Each line of the material must appear again in the answer, exactly.

*** AVAILABLE RECORDS ***

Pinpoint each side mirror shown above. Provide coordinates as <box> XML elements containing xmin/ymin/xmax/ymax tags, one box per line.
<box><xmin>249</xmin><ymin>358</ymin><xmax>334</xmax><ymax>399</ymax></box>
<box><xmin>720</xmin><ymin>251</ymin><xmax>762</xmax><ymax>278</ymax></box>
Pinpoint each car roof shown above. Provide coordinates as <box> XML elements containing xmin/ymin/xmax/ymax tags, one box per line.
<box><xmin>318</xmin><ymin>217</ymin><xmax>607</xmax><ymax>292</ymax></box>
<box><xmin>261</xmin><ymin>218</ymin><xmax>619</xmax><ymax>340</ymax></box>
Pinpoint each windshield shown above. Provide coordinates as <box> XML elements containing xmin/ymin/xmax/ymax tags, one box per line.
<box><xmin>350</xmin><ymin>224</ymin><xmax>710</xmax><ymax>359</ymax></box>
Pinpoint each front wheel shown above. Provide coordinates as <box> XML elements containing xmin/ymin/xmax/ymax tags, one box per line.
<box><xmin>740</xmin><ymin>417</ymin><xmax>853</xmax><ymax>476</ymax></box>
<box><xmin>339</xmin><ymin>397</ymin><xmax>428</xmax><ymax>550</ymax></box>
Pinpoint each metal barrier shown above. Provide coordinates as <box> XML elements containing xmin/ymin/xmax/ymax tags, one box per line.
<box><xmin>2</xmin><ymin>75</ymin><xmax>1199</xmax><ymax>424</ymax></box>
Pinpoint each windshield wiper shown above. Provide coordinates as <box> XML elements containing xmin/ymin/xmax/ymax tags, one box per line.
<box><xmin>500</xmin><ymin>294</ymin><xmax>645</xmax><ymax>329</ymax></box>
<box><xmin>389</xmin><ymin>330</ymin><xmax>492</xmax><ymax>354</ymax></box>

***

* **SOLUTION**
Pinpoint each side mirror shown above. Provide coordinates as <box> XML elements containing xmin/ymin/xmax/ymax tags, one box per line.
<box><xmin>249</xmin><ymin>358</ymin><xmax>334</xmax><ymax>399</ymax></box>
<box><xmin>720</xmin><ymin>251</ymin><xmax>762</xmax><ymax>278</ymax></box>
Pinpoint each car roof shown above. Provide coordinates as <box> XML elements containing xmin/ymin/xmax/ymax tags, one box per line.
<box><xmin>318</xmin><ymin>217</ymin><xmax>607</xmax><ymax>292</ymax></box>
<box><xmin>261</xmin><ymin>218</ymin><xmax>619</xmax><ymax>340</ymax></box>
Pinpoint each windshield shown above. Provide coordinates as <box> XML elements containing xmin/ymin/xmax/ymax tags, one box per line.
<box><xmin>350</xmin><ymin>224</ymin><xmax>710</xmax><ymax>359</ymax></box>
Pinpoint each front wheel shown above. Provide coordinates as <box> XML elements containing xmin/ymin/xmax/ymax tags, one box per line.
<box><xmin>740</xmin><ymin>417</ymin><xmax>853</xmax><ymax>476</ymax></box>
<box><xmin>339</xmin><ymin>397</ymin><xmax>428</xmax><ymax>550</ymax></box>
Pinpoint each metal barrier shown above. Provide coordinates as <box> XML elements containing xmin/ymin/xmax/ymax tags, one box per line.
<box><xmin>2</xmin><ymin>75</ymin><xmax>1199</xmax><ymax>424</ymax></box>
Pinpoint each windshield wiper shown above. Provide coordinates as <box> XML elements containing xmin/ymin/xmax/ymax tags, one box per line.
<box><xmin>500</xmin><ymin>294</ymin><xmax>645</xmax><ymax>329</ymax></box>
<box><xmin>389</xmin><ymin>330</ymin><xmax>492</xmax><ymax>354</ymax></box>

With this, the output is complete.